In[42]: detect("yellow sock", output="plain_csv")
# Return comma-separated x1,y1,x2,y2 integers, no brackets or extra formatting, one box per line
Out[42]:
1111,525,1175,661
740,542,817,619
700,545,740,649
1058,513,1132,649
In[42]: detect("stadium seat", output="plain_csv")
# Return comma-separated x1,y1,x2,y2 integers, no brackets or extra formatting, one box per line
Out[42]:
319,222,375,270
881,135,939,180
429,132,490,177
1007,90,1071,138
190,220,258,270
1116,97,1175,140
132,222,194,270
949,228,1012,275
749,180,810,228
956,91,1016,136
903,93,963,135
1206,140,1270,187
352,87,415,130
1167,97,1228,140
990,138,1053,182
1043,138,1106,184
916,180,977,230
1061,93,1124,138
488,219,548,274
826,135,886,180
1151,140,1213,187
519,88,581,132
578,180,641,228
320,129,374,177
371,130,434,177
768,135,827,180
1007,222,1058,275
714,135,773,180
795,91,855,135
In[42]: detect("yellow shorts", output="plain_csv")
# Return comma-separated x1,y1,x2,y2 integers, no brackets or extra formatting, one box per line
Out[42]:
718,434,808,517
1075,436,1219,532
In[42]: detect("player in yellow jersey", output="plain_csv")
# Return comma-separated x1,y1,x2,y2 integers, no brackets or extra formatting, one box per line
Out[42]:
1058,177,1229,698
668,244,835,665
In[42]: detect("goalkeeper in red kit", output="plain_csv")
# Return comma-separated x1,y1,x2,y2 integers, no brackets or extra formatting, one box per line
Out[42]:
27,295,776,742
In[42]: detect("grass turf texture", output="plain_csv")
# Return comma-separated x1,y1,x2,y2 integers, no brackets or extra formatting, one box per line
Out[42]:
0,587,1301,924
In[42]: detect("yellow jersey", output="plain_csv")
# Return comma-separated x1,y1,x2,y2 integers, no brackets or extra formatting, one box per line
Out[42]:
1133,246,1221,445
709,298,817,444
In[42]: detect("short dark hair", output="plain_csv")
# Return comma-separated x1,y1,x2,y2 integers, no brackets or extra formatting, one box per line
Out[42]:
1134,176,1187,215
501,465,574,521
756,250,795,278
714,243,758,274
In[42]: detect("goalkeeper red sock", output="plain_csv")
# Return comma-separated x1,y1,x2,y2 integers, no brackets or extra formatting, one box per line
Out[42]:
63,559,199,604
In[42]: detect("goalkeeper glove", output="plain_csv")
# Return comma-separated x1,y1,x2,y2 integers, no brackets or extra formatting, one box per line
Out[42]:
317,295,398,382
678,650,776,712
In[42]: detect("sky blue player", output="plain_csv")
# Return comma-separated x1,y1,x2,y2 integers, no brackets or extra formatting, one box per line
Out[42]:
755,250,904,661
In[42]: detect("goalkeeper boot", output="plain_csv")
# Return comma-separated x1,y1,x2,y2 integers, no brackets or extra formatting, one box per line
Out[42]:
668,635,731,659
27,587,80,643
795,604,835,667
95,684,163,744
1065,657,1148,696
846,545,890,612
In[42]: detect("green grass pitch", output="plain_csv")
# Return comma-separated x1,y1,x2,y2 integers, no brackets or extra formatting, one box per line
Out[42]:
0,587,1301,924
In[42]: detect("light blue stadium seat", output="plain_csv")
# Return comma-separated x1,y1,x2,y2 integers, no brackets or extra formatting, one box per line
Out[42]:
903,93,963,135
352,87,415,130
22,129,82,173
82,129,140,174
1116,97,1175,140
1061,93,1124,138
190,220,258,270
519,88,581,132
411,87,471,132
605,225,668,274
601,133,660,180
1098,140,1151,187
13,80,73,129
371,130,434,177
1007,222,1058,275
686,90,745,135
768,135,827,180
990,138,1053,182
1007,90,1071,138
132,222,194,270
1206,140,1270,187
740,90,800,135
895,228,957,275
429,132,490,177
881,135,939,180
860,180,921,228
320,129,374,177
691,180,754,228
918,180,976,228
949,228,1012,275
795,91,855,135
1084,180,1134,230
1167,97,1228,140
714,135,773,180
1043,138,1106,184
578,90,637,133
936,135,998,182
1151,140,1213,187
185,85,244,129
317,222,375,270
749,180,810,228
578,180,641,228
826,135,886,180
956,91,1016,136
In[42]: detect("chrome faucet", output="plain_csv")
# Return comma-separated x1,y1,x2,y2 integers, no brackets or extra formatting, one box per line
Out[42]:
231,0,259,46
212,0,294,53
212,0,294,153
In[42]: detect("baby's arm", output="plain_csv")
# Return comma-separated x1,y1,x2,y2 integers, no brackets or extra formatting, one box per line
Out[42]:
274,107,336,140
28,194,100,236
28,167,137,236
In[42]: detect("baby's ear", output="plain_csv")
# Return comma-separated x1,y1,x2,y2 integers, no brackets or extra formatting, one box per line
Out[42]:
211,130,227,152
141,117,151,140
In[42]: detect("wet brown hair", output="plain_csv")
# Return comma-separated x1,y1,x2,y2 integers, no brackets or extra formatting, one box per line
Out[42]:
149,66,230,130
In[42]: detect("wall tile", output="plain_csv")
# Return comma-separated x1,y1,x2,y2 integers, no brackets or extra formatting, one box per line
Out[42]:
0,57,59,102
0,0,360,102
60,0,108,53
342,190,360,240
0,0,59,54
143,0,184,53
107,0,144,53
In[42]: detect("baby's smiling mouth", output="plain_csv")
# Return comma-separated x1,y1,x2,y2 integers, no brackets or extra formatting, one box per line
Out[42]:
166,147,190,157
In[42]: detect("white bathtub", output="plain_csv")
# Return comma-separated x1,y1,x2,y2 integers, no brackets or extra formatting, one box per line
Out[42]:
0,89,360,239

------------------------------------

### WHAT IS REQUIRED
Please convert every line of the items above into a single numbered list, omitting any blank lines.

### EXERCISE RESPONSE
1. In[42]: detect("yellow sock", output="plain_csv")
2. # Return comma-separated x1,y1,x2,y2 integers, no brackets or extra formatting, one box per line
3. Out[42]:
4. 1111,525,1175,661
5. 740,542,817,619
6. 700,545,740,649
7. 1058,513,1132,649
8. In[42]: detect("stadium seat", output="plain_csv")
9. # Return comma-separated x1,y1,x2,y2 integers, no brackets or extra formatting, one box per line
10. Out[42]:
11. 319,222,375,270
12. 881,135,939,180
13. 429,132,490,177
14. 1007,90,1071,138
15. 190,220,258,270
16. 1116,97,1175,140
17. 132,222,194,270
18. 949,228,1012,275
19. 749,180,810,228
20. 956,91,1016,136
21. 903,93,963,135
22. 1206,140,1270,187
23. 352,87,415,130
24. 1167,97,1228,140
25. 990,138,1053,182
26. 1043,138,1106,184
27. 916,180,977,230
28. 1061,93,1124,138
29. 488,219,548,274
30. 826,135,886,180
31. 1151,140,1213,187
32. 519,88,581,132
33. 578,180,641,228
34. 320,129,374,177
35. 371,130,434,177
36. 768,135,827,180
37. 1007,222,1058,275
38. 714,135,773,180
39. 795,91,855,135
40. In[42]: detect("yellow shorts", output="plain_csv")
41. # Return comma-separated x1,y1,x2,y2 integers, no brackets or extra formatting, one box per line
42. Out[42]:
43. 718,434,808,517
44. 1075,436,1219,532
45. In[42]: detect("player in yellow jersey", output="plain_csv")
46. # Return comma-separated x1,y1,x2,y2 integers, no brackets or extra formatting, one box per line
47. Out[42]:
48. 1058,177,1229,698
49. 668,244,835,665
50. In[42]: detect("goalkeeper in red kit", output="plain_csv")
51. # Return comma-separated x1,y1,x2,y2 integers, no brackets or extra formatting, one box per line
52. Out[42]:
53. 27,295,776,742
54. In[42]: detect("grass turf texture", output="plain_csv")
55. # Return comma-separated x1,y1,x2,y2 integers, no brackets or extra formatting, one box per line
56. Out[42]:
57. 0,587,1301,924
58. In[42]: detect("yellow jersey", output="plain_csv")
59. # Return comma-separated x1,y1,x2,y2 integers, no brackets or extra formatting, one box per line
60. Out[42]:
61. 1133,246,1221,445
62. 709,298,817,444
63. In[42]: detect("short dark hair", output="plain_csv")
64. # Return comma-separated x1,y1,x2,y2 integers, no brackets or extra formatting, one box per line
65. Out[42]:
66. 1134,176,1187,215
67. 501,465,574,521
68. 756,250,795,278
69. 714,243,758,274
70. In[42]: detect("goalkeeper red sock", output="plain_csv")
71. # Return comma-separated x1,y1,x2,y2 integers, no brackets or extra formatting, one box per line
72. Out[42]:
73. 63,559,199,604
74. In[42]: detect("goalkeeper glove", output="plain_csv")
75. # Return comma-separated x1,y1,x2,y2 integers, no brackets or extra formatting, one box per line
76. Out[42]:
77. 317,295,398,382
78. 678,650,776,712
79. In[42]: detect("sky blue player", output="plain_csv")
80. # Return comma-separated x1,y1,x2,y2 integers, no brackets or extra formatting, one box per line
81. Out[42]:
82. 755,250,904,661
83. In[42]: detect("goalkeeper boot", output="plain_csv")
84. # Return comma-separated x1,y1,x2,y2 integers, no brackets or extra formatting, one box per line
85. Out[42]:
86. 668,635,731,659
87. 27,587,80,643
88. 795,604,835,667
89. 95,684,163,744
90. 1065,657,1148,696
91. 846,545,890,612
92. In[42]: detect("green grass pitch", output="plain_csv")
93. # Return comma-separated x1,y1,x2,y2 integers, no brackets or extra formatting, one box per line
94. Out[42]:
95. 0,587,1301,924
96. In[42]: detect("light blue stadium seat", output="plain_csv")
97. # Return comma-separated x1,y1,x2,y2 integers, no brackets or extra formatting, one box per line
98. Out[42]:
99. 903,93,963,135
100. 352,87,415,130
101. 22,129,82,173
102. 82,129,140,174
103. 1116,97,1175,140
104. 1061,93,1124,138
105. 190,220,258,270
106. 519,88,581,132
107. 411,87,471,132
108. 605,225,668,274
109. 601,133,660,180
110. 1098,140,1151,187
111. 13,80,73,129
112. 371,130,434,177
113. 1007,222,1058,275
114. 686,90,745,135
115. 768,135,827,180
116. 990,138,1053,182
117. 1007,90,1071,138
118. 132,222,194,270
119. 1206,140,1270,187
120. 740,90,800,135
121. 895,228,957,275
122. 429,132,490,177
123. 881,135,939,180
124. 860,180,921,228
125. 320,129,374,177
126. 691,180,754,228
127. 918,180,976,228
128. 949,228,1012,275
129. 795,91,855,135
130. 1084,180,1134,230
131. 1167,97,1228,140
132. 714,135,773,180
133. 1043,138,1106,184
134. 578,90,637,133
135. 936,135,998,182
136. 1151,140,1213,187
137. 185,85,244,129
138. 317,222,375,270
139. 749,180,810,228
140. 578,180,641,228
141. 826,135,886,180
142. 956,91,1016,136
143. In[42]: detect("chrome faucet", output="plain_csv")
144. # Return comma-separated x1,y1,x2,y2 integers, no brackets or extra formatting, one box per line
145. Out[42]:
146. 231,0,259,46
147. 212,0,294,53
148. 212,0,294,153
149. In[42]: detect("baby's arm", output="plain_csv")
150. # Return comma-separated x1,y1,x2,y2 integers, no brackets or extra formatting, one box per line
151. Out[42]:
152. 274,107,336,140
153. 28,194,100,236
154. 28,167,137,236
155. In[42]: detect("baby's ear", output="plain_csv")
156. # Return comma-separated x1,y1,x2,y2 integers, no brackets or extra formatting, one box per line
157. Out[42]:
158. 211,130,227,152
159. 141,117,151,140
160. In[42]: detect("wet brown hair", output="plain_csv")
161. # Return comma-separated x1,y1,x2,y2 integers, no brackets or extra formatting, one box per line
162. Out[42]:
163. 149,66,230,130
164. In[42]: detect("wall tile", output="plain_csv")
165. # Return comma-separated x1,y1,x2,y2 integers, no brackets or extra formatting, one box per line
166. Out[42]:
167. 0,57,59,102
168. 0,0,360,102
169. 60,0,108,53
170. 342,190,360,240
171. 0,0,59,54
172. 143,0,184,53
173. 107,0,144,53
174. In[42]: detect("baby's smiling mouth", output="plain_csv")
175. # Return comma-separated x1,y1,x2,y2 integers, no brackets or extra formatting, one box per line
176. Out[42]:
177. 166,147,190,157
178. In[42]: detect("white bathtub", output="plain_csv")
179. # Return comma-separated x1,y1,x2,y2 integers, no brackets or extra formatting, one box per line
180. Out[42]:
181. 0,89,360,239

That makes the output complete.